_Records contained in a dataset:_
────────

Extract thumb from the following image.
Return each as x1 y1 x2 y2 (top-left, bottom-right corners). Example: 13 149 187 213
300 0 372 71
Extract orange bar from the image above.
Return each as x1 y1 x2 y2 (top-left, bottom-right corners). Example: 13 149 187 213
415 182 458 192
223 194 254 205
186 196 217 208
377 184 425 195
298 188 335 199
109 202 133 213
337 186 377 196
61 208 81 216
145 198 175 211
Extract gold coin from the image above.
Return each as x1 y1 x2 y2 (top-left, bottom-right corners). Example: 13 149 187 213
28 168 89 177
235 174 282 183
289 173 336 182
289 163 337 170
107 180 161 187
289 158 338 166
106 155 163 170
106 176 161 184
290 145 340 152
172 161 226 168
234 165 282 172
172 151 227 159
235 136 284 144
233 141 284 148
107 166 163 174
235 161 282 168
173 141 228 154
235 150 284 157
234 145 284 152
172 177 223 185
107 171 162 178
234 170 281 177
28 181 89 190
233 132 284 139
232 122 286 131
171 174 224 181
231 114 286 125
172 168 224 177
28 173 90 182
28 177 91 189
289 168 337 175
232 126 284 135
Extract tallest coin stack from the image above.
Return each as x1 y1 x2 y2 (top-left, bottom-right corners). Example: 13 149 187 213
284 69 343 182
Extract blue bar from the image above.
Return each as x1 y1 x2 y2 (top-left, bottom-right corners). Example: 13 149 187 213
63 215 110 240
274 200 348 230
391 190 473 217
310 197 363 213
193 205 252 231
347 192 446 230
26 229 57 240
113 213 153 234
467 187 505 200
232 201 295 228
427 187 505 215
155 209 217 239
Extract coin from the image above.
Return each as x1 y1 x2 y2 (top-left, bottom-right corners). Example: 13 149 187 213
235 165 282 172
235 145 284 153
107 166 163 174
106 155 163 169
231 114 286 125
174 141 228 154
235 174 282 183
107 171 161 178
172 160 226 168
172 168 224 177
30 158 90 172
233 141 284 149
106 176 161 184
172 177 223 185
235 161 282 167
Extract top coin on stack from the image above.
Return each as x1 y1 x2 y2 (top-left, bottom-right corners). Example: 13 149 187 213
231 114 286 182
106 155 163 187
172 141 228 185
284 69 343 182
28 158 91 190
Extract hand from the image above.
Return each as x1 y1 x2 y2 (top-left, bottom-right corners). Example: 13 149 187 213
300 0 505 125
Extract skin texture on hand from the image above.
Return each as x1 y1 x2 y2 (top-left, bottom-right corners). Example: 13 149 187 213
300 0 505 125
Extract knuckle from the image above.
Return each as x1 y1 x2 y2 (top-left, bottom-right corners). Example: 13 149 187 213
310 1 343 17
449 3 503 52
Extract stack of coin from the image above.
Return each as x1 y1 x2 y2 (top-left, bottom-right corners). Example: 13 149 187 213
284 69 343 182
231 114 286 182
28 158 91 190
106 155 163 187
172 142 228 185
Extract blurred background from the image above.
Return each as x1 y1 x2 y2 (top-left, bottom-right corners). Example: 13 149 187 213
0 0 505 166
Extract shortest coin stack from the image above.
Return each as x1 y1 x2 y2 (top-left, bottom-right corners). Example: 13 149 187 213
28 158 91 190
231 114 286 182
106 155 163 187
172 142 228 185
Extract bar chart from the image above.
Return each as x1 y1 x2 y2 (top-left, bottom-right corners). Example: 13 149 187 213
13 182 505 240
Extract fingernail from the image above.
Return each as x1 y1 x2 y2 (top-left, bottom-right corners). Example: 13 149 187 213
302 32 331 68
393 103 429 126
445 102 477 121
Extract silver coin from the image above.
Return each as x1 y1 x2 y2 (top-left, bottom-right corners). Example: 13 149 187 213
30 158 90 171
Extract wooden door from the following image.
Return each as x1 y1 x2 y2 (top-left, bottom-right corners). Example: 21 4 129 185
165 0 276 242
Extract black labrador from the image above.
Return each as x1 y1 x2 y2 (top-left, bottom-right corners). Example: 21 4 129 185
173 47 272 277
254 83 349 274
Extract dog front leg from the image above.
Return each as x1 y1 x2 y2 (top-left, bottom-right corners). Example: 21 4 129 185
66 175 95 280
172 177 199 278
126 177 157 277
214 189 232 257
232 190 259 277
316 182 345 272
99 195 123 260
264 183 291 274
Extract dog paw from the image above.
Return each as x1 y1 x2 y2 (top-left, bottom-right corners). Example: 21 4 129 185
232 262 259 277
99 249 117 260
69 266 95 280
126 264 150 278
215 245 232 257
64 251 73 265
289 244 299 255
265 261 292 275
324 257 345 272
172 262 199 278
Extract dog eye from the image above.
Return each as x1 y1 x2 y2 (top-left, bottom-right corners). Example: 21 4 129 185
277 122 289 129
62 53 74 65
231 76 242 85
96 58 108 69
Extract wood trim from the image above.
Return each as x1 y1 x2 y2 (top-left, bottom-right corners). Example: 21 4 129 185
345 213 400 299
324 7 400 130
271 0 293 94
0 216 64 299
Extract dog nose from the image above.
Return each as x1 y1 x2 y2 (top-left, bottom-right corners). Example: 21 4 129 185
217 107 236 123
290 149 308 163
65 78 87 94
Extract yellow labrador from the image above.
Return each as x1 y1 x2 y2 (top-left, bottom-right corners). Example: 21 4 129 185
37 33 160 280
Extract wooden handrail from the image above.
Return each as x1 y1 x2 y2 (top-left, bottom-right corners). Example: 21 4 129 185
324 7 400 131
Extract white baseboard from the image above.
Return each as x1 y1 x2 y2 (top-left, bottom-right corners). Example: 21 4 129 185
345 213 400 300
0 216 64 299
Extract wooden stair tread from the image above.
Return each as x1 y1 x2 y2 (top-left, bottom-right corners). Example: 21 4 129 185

────────

_EXERCISE DETAILS:_
Lay out every line of the entries above as a JSON list of strings, one string per line, leaving out blank lines.

_SOLUTION TO THE PROBLEM:_
[
  "Extract thumb from the following image.",
  "Return each as x1 y1 x2 y2 (top-left, bottom-right corners). Example: 13 149 187 213",
  "300 0 372 71",
  "Extract orange bar from the image above.",
  "Return each as x1 y1 x2 y2 (top-left, bottom-right corners). Example: 13 149 187 213",
  "415 182 458 192",
  "223 194 254 205",
  "186 196 217 208",
  "377 184 425 195",
  "298 188 335 199",
  "109 202 133 213",
  "337 186 377 196",
  "61 208 81 216",
  "145 198 175 211",
  "Extract gold coin from the image above.",
  "Return each as x1 y1 x2 y2 (top-left, bottom-right corners). Example: 13 149 187 213",
  "28 168 89 177",
  "235 174 282 183",
  "289 173 336 182",
  "289 163 337 170",
  "107 180 161 187",
  "289 158 338 166",
  "106 155 163 170",
  "106 176 161 184",
  "290 145 340 152",
  "172 161 226 168",
  "234 165 282 172",
  "172 151 227 159",
  "235 136 284 144",
  "233 141 284 148",
  "107 166 163 174",
  "235 161 282 168",
  "173 141 228 154",
  "235 150 284 157",
  "234 145 284 152",
  "172 177 223 185",
  "107 171 162 178",
  "234 170 281 177",
  "28 181 89 190",
  "233 132 284 139",
  "232 122 286 131",
  "171 174 224 181",
  "231 114 286 125",
  "172 168 224 177",
  "28 173 90 182",
  "28 177 91 189",
  "289 168 337 175",
  "232 126 284 135",
  "Extract tallest coin stack from the image above.",
  "Return each as x1 y1 x2 y2 (top-left, bottom-right corners). Example: 13 149 187 213",
  "284 69 343 182",
  "Extract blue bar from the image above.",
  "Return each as x1 y1 x2 y2 (top-left, bottom-right corners). Example: 13 149 187 213",
  "63 215 110 240",
  "274 200 348 230",
  "391 190 473 217",
  "310 197 363 213",
  "193 205 252 231",
  "347 192 446 230",
  "26 229 57 240",
  "113 213 153 234",
  "467 187 505 200",
  "232 201 295 228",
  "427 187 505 215",
  "155 209 217 239",
  "Extract coin from the image above.",
  "Return each as x1 y1 x2 y2 (top-left, bottom-right corners). Example: 13 149 187 213",
  "235 165 282 172",
  "235 145 284 153",
  "107 166 163 174",
  "106 155 163 169",
  "231 114 286 125",
  "174 141 228 154",
  "235 174 282 183",
  "107 171 161 178",
  "172 160 226 168",
  "172 168 224 177",
  "30 158 90 172",
  "233 141 284 149",
  "106 176 161 184",
  "172 177 223 185",
  "235 161 282 167",
  "Extract top coin on stack from the image above.",
  "Return each as x1 y1 x2 y2 (top-left, bottom-right corners). Example: 13 149 187 213",
  "231 114 286 182",
  "106 155 163 187",
  "172 141 228 185",
  "284 69 343 182",
  "28 158 91 190",
  "Extract hand from the image above.",
  "Return each as x1 y1 x2 y2 (top-left, bottom-right corners). Example: 13 149 187 213",
  "300 0 505 125",
  "Extract skin texture on hand from the image above.",
  "Return each as x1 y1 x2 y2 (top-left, bottom-right corners). Example: 13 149 187 213",
  "300 0 505 125",
  "Extract knuckle from the image above.",
  "Return each as x1 y1 x2 y2 (top-left, bottom-right corners). Example: 13 149 187 213",
  "310 1 343 17",
  "449 3 503 52",
  "Extract stack of coin from the image above.",
  "Return each as x1 y1 x2 y2 (top-left, bottom-right corners). Example: 13 149 187 213",
  "284 69 343 182",
  "231 114 286 182",
  "28 158 91 190",
  "106 155 163 187",
  "172 142 228 185",
  "Extract blurred background from the image above.",
  "Return each as x1 y1 x2 y2 (top-left, bottom-right corners). Example: 13 149 187 213",
  "0 0 505 166",
  "Extract shortest coin stack from the image above.",
  "Return each as x1 y1 x2 y2 (top-left, bottom-right corners). Example: 13 149 187 213",
  "28 158 91 190",
  "231 114 286 182",
  "106 155 163 187",
  "172 142 228 185",
  "Extract bar chart from the image above.",
  "Return each as x1 y1 x2 y2 (top-left, bottom-right corners). Example: 13 149 187 213",
  "13 182 505 240",
  "Extract fingernail from the image above.",
  "Return each as x1 y1 x2 y2 (top-left, bottom-right corners). Example: 13 149 187 213",
  "302 32 331 68",
  "393 103 429 126",
  "445 102 477 121",
  "Extract silver coin from the image above.",
  "Return each as x1 y1 x2 y2 (top-left, bottom-right corners). Example: 13 149 187 213",
  "30 158 90 171",
  "Extract wooden door from the following image.",
  "Return each as x1 y1 x2 y2 (top-left, bottom-right corners). Example: 21 4 129 185",
  "165 0 276 242",
  "Extract black labrador from the image above.",
  "Return each as x1 y1 x2 y2 (top-left, bottom-right corners). Example: 21 4 129 185",
  "173 47 272 277",
  "254 83 349 274",
  "Extract dog front leg from the image above.",
  "Return each as x1 y1 x2 y2 (top-left, bottom-right corners). Example: 21 4 129 185",
  "66 175 95 280",
  "172 177 199 278",
  "126 177 157 277",
  "214 189 232 257",
  "232 190 259 277",
  "316 182 345 272",
  "99 195 123 260",
  "264 183 291 274",
  "Extract dog paw from the image above.",
  "Return each as x1 y1 x2 y2 (top-left, bottom-right corners). Example: 21 4 129 185",
  "232 262 259 277",
  "99 249 117 260",
  "69 266 95 280",
  "126 264 150 278",
  "215 245 232 257",
  "64 251 73 265",
  "289 244 299 255",
  "265 261 292 275",
  "324 257 345 272",
  "172 262 199 278",
  "Extract dog eye from the image above.",
  "Return each as x1 y1 x2 y2 (top-left, bottom-right corners). Example: 21 4 129 185",
  "277 122 289 129",
  "62 53 74 65",
  "231 76 242 85",
  "96 58 108 69",
  "Extract wood trim from the image above.",
  "Return each as x1 y1 x2 y2 (top-left, bottom-right corners). Example: 21 4 129 185",
  "345 213 400 299",
  "324 7 400 130",
  "271 0 293 94",
  "0 216 64 299",
  "Extract dog nose from the image above.",
  "Return each as x1 y1 x2 y2 (top-left, bottom-right corners). Example: 21 4 129 185",
  "217 107 236 123",
  "290 149 308 163",
  "65 78 87 94",
  "Extract yellow labrador from the image above.",
  "Return each as x1 y1 x2 y2 (top-left, bottom-right corners). Example: 21 4 129 185",
  "37 33 160 280",
  "Extract wooden handrail from the image above.",
  "Return each as x1 y1 x2 y2 (top-left, bottom-right corners). Example: 21 4 129 185",
  "324 7 400 131",
  "Extract white baseboard from the image above.",
  "Return each as x1 y1 x2 y2 (top-left, bottom-right corners). Example: 21 4 129 185",
  "345 213 400 300",
  "0 216 64 299",
  "Extract wooden stair tread from the image above.",
  "Return each as x1 y1 x2 y2 (top-left, bottom-right corners). Example: 21 4 129 185"
]